PAGE EXTRACT
━━━━━━━━━━━━━━━━━━━━━━━━━━━━━━
According to one section in the consent judgment ("Property Settlement"), Harbaugh obtained a 1988 Oldsmobile automobile and the personal property (excluding certain major appliances) within the marital home in exchange for the termination of her rights to the marital home, a restaurant, and two family businesses.

Another part of the consent judgment ("Alimony or Spousal Support") required Harbaugh's former husband to pay her a total of $48,500.00 in alimony. A sum of $2,000.00 became due within a period of fourteen days from the entry of the consent judgment, with the balance to be paid in weekly installments of $117.00. According to the terms of this consent judgment, these payments are to continue for a total of 399 weeks (or approximately seven and one-half years from the date of the judgment). It was their intention that these payments would be deducted from the income of Harbaugh's husband and included in her income for purposes of federal and state taxation. No further conditions were placed upon the alimony right by the state court.
━━━━━━━━━━━━━━━━━━━━━━━━━━━━━━
INFORMATION SUPPLIED
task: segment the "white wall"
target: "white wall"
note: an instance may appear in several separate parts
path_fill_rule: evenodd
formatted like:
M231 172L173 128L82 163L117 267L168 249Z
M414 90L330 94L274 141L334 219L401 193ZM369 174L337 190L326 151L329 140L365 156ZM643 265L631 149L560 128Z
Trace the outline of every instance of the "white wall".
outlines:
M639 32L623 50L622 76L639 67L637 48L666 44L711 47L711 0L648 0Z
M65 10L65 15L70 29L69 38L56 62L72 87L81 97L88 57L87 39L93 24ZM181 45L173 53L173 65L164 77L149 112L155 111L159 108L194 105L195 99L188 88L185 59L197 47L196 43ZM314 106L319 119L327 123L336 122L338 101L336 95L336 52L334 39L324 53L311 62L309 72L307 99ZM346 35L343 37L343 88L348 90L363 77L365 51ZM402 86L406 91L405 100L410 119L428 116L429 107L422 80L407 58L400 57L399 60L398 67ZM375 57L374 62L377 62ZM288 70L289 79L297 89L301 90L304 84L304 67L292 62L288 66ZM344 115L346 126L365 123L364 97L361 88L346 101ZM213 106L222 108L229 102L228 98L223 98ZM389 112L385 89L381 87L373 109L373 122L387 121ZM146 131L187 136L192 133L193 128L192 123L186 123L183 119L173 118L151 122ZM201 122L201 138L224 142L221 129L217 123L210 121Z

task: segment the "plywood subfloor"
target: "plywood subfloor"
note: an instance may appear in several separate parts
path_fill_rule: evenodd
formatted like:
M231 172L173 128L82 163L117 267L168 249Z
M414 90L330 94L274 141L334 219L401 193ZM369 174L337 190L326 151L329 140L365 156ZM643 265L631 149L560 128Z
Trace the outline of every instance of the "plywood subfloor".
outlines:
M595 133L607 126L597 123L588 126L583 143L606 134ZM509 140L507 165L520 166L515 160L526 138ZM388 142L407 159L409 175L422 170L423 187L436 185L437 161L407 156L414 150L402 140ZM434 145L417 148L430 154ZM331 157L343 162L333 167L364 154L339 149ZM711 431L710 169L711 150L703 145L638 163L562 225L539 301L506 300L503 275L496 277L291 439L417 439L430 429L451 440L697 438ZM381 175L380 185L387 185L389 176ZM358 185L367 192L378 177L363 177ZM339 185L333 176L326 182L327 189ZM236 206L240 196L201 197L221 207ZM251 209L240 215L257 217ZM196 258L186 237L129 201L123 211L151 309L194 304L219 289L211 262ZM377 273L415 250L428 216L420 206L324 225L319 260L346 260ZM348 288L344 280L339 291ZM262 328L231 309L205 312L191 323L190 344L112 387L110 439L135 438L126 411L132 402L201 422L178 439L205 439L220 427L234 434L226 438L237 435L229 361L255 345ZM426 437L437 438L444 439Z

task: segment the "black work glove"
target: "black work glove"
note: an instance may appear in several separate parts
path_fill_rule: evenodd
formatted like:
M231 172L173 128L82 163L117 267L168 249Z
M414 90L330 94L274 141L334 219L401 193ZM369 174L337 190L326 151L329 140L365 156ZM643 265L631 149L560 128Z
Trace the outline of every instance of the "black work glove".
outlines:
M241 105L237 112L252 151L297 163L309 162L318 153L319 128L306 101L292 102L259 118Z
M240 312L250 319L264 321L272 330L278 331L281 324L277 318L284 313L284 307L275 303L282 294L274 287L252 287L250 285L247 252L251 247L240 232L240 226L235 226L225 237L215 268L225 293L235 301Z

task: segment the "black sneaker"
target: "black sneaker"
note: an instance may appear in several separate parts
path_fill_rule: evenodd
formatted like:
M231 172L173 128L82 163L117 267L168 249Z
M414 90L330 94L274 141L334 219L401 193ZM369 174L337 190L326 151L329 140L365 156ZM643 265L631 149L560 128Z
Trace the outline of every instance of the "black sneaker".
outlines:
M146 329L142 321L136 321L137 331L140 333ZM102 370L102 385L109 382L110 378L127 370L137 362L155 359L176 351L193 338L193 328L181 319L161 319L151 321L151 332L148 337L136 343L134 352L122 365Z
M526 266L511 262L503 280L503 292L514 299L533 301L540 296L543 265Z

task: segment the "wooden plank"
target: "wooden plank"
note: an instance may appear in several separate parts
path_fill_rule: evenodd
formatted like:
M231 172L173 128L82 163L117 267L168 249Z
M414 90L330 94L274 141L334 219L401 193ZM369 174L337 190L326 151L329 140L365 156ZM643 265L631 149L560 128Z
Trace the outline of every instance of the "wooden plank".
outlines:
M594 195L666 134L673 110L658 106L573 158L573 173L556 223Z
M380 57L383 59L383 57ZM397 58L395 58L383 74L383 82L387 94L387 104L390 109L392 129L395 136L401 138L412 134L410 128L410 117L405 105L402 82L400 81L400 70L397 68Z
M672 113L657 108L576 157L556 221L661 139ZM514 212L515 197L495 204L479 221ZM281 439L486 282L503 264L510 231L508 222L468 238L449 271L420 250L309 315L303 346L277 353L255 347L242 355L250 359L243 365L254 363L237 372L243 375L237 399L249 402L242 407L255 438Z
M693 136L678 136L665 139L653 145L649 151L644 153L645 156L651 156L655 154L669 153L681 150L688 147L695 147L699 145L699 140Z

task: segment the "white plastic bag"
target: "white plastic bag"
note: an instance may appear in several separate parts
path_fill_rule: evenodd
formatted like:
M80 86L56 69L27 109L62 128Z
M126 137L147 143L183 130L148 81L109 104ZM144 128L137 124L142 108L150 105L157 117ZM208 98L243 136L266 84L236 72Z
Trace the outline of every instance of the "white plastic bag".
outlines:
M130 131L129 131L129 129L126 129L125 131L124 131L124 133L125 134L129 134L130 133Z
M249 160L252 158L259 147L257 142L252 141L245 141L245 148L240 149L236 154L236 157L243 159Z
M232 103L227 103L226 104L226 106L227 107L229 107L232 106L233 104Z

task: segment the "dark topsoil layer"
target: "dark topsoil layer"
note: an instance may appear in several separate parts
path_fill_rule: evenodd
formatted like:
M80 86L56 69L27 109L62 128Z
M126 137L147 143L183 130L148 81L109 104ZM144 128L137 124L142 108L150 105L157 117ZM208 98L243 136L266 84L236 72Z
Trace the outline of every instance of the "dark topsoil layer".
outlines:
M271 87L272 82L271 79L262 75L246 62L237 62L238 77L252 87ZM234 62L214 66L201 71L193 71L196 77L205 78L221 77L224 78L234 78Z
━━━━━━━━━━━━━━━━━━━━━━━━━━━━━━
TASK 1
Answer these questions from the consent judgment excerpt:
(a) What automobile did Harbaugh obtain under the property settlement?
(b) What total amount of alimony was her former husband required to pay?
(c) For how many weeks are the payments to continue?
TASK 2
Copy the records verbatim, starting with their first line and going on through the line with "M639 32L623 50L622", both included.
The records are unrelated to the consent judgment excerpt.

EXERCISE RESULT 1
(a) A 1988 Oldsmobile.
(b) $48,500.00.
(c) 399 weeks.

EXERCISE RESULT 2
task: segment the "white wall"
target: "white wall"
note: an instance may appear in several separate parts
path_fill_rule: evenodd
formatted like:
M231 172L173 128L82 163L117 267L168 249Z
M414 90L330 94L274 141L334 219L401 193ZM369 174L337 190L326 151L329 140L365 156ZM643 265L631 149L560 128Z
Trace the outline of every instance of the "white wall".
outlines:
M639 32L623 50L622 76L639 67L637 48L666 44L711 47L711 0L648 0Z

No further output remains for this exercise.